Questions:
**1.** Write out the stretch of the synagogue passage from "Synagogues, like mosques, go" through "in the cellar.", word for word.
**2.** Extend the passage about the synagogue visit, picking up right after its final sentence.

═══ Supplied passage

Synagogues, like mosques, go in for very little adornment so apart from a Star of David in the window the most embellished objects are the scrolls of the Torah which sit within the Ark, facing East (to Jerusalem). There was some thought that the first Jewish worshippers here had to reverse the orientation of the chapel to achieve this alignment. The ancient Hebrew texts (Books I-V of the Old Testament) are carefully hand-written. When they are no longer legible, rather than being destroyed, they are buried, or in the case of this synagogue, carefully walled up in the cellar.

Talking of the cellar we were invited to descend to this spacious area beneath the place of worship and here indeed was a brick wall enclosing the no longer legible Torahs. The volunteers who help run the synagogue (and the tours) had also found packed away in drawers and cupboards many old heavy and on occasion lavishly embellished cloths that had previously been used to cover the Torah scrolls. It’s a shame no-one had thought to iron them before putting them aside. A local supporter of the synagogue, though not member of the congregation, has a plan to set up a museum of the East End down in this basement.  For this he will need to identify the age of the various Torah scroll covers. The most exciting find was a large iron chest with an intricate and complex locking mechanism in which the V&A had shown some interest. To me it looked continental and certainly as old if not older than the synagogue itself so possibly had come over with one of the Dutch or other groups? A mystery yet to be solved. Though a short visit, thanks to our guide Tony we had learnt a lot about the history of local area and its communities and some of the religious practices of Judaism.

══════
═══ Record set

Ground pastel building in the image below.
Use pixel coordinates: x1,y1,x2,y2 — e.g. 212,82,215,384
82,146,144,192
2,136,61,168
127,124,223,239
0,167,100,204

══════

Per-task answers:
**1.**
Synagogues, like mosques, go in for very little adornment so apart from a Star of David in the window the most embellished objects are the scrolls of the Torah which sit within the Ark, facing East (to Jerusalem). There was some thought that the first Jewish worshippers here had to reverse the orientation of the chapel to achieve this alignment. The ancient Hebrew texts (Books I-V of the Old Testament) are carefully hand-written. When they are no longer legible, rather than being destroyed, they are buried, or in the case of this synagogue, carefully walled up in the cellar.

**2.**
From there it was a short walk through the more modern parts of Spitalfields to 18 Folgate Street – the venue known as the Dennis Severs House

Dennis himself, who was an artist, had bought this historic house and collected items around which he had created a story fitting to the artefacts and the house and the area and then opened it to the public but most definitely did not want it known as a ‘museum’. There are two rooms on each of five levels from the basement cellar (complete with remains of the Spital lepers) and well provisioned kitchen through his and her room sets – these are candle lit and some included a warming fire – until you get to the top floor where the poor weavers were reduced to multi-occupancy and poverty and living with the job, where they could. The smells are mostly benign of sweetmeats and smoke and would I suspect have been much fouler back in the day with rank chamber pots and unwashed bodies. Our party of 30, which looked very modest in the synagogue, rather overfilled this house (although admitted in staggered groups of eight) which rather detracted from the atmosphere though we all adhered to the requested silence so we could hear the sounds of ‘the family Jervis’ having just gone about their business through the ages, starting with a room the age of the house when new and finishing with Victoria’s accession. Unlike the synagogue photography was of course forbidden.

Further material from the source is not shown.